• ASSIGNMENT: Return exactly the span that opens with the line containing "Target: eurolot logo text" and closes with the final line of the records, both included.

• RECORDS FOR THIS EXERCISE:

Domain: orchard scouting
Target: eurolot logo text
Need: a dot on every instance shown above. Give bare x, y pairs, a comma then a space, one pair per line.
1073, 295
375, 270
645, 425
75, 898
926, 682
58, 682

• SOLUTION FOR THIS PROBLEM:
Target: eurolot logo text
Need: a dot on every instance shown above. Give bare x, y pairs, a comma then a space, one pair per line.
1073, 295
375, 270
645, 425
75, 898
926, 682
58, 682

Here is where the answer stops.